## Information provided
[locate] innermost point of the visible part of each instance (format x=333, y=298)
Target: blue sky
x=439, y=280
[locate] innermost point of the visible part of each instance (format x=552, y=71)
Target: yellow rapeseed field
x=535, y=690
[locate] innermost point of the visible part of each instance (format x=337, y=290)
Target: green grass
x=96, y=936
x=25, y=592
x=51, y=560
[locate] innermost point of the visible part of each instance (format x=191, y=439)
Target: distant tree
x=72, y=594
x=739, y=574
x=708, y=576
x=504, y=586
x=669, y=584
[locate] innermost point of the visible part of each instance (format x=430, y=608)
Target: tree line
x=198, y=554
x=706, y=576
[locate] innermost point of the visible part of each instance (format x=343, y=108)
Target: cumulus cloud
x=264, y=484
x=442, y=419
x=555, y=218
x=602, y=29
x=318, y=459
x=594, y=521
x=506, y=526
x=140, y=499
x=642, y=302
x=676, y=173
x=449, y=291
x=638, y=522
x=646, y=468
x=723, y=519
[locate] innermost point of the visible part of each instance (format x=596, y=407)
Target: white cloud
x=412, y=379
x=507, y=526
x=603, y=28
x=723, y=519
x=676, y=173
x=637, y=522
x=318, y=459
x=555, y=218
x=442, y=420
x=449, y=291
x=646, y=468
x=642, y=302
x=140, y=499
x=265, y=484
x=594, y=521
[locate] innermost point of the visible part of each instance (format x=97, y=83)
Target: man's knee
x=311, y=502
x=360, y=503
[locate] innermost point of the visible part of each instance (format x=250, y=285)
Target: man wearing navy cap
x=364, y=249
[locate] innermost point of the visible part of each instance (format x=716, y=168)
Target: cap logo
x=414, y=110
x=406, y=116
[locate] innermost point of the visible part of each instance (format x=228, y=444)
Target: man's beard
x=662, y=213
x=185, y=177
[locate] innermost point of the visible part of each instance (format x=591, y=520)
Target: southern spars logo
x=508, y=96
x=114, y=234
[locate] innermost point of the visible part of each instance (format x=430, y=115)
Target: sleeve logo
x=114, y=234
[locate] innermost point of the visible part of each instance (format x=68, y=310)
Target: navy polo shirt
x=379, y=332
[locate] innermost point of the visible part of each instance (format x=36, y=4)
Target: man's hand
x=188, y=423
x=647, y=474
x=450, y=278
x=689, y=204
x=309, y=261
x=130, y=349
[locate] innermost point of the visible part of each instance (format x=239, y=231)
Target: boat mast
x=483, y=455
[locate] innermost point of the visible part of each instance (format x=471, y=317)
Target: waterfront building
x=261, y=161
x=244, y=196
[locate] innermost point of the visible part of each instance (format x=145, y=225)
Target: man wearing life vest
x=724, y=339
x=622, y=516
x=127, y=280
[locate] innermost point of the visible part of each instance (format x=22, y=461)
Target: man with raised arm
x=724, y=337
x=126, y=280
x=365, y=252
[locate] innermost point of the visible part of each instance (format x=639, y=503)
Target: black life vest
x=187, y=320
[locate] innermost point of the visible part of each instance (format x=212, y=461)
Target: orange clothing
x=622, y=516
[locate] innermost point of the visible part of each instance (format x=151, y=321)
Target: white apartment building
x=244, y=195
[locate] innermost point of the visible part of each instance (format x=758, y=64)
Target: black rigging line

## Task prompt
Print all the data exactly as shown above.

## Reply to the task
[locate] innermost point of the visible part of each instance (format x=333, y=298)
Target: blue sky
x=439, y=280
[locate] innermost point of the visible part of each instance (format x=552, y=71)
Target: yellow rapeseed field
x=535, y=690
[locate] innermost point of the visible part of each instance (format x=337, y=290)
Target: green grass
x=96, y=936
x=25, y=592
x=51, y=560
[locate] innermost point of the visible part of each instance (format x=191, y=439)
Target: distant tree
x=72, y=594
x=739, y=574
x=708, y=576
x=504, y=586
x=669, y=584
[locate] innermost point of the visible part of each instance (format x=430, y=608)
Target: tree line
x=198, y=554
x=706, y=576
[locate] innermost point of the visible part of each instance (format x=343, y=108)
Target: cumulus cloud
x=264, y=484
x=442, y=419
x=555, y=218
x=602, y=29
x=318, y=459
x=594, y=521
x=506, y=526
x=140, y=499
x=642, y=302
x=676, y=173
x=449, y=291
x=638, y=522
x=646, y=468
x=723, y=519
[locate] innermost point of the visible part of each instance (format x=596, y=407)
Target: white cloud
x=412, y=379
x=507, y=526
x=603, y=28
x=723, y=519
x=676, y=173
x=637, y=522
x=318, y=459
x=555, y=218
x=442, y=420
x=449, y=291
x=646, y=468
x=642, y=302
x=140, y=499
x=265, y=484
x=594, y=521
[locate] innermost point of the visible part of each instance (format x=97, y=83)
Target: man's knee
x=311, y=502
x=360, y=503
[locate] innermost point of the visible part of each instance (format x=250, y=285)
Target: man wearing navy cap
x=364, y=249
[locate] innermost point of the visible part of each instance (format x=716, y=168)
Target: cap logo
x=414, y=110
x=406, y=116
[locate] innermost point of the visible part of each instance (format x=228, y=444)
Target: man's beard
x=662, y=213
x=185, y=177
[locate] innermost point of the visible part of each instance (format x=591, y=520)
Target: southern spars logo
x=508, y=96
x=114, y=234
[locate] innermost point of the visible part of each instance (format x=430, y=115)
Target: sleeve logo
x=114, y=234
[locate] innermost point of the visible part of each instance (format x=68, y=310)
Target: navy polo shirt
x=379, y=332
[locate] innermost point of the visible part of each instance (format x=36, y=4)
Target: man's hand
x=188, y=423
x=647, y=474
x=450, y=278
x=689, y=204
x=309, y=261
x=130, y=349
[locate] innermost point of the visible part of each instance (format x=239, y=231)
Target: boat mast
x=483, y=455
[locate] innermost point of the visible part of each instance (format x=471, y=317)
Target: waterfront building
x=261, y=161
x=244, y=196
[locate] innermost point of the visible part of each instance (format x=145, y=225)
Target: man wearing life vest
x=724, y=339
x=622, y=516
x=127, y=280
[locate] innermost point of the visible part of each instance (format x=22, y=461)
Target: man with raised arm
x=724, y=337
x=126, y=280
x=365, y=252
[locate] innermost point of the visible part of each instance (format x=639, y=503)
Target: black life vest
x=187, y=320
[locate] innermost point of the visible part of each instance (format x=212, y=461)
Target: orange clothing
x=622, y=516
[locate] innermost point of the visible part of each instance (format x=151, y=321)
Target: white apartment building
x=244, y=195
[locate] innermost point of the visible part of each instance (format x=758, y=64)
Target: black rigging line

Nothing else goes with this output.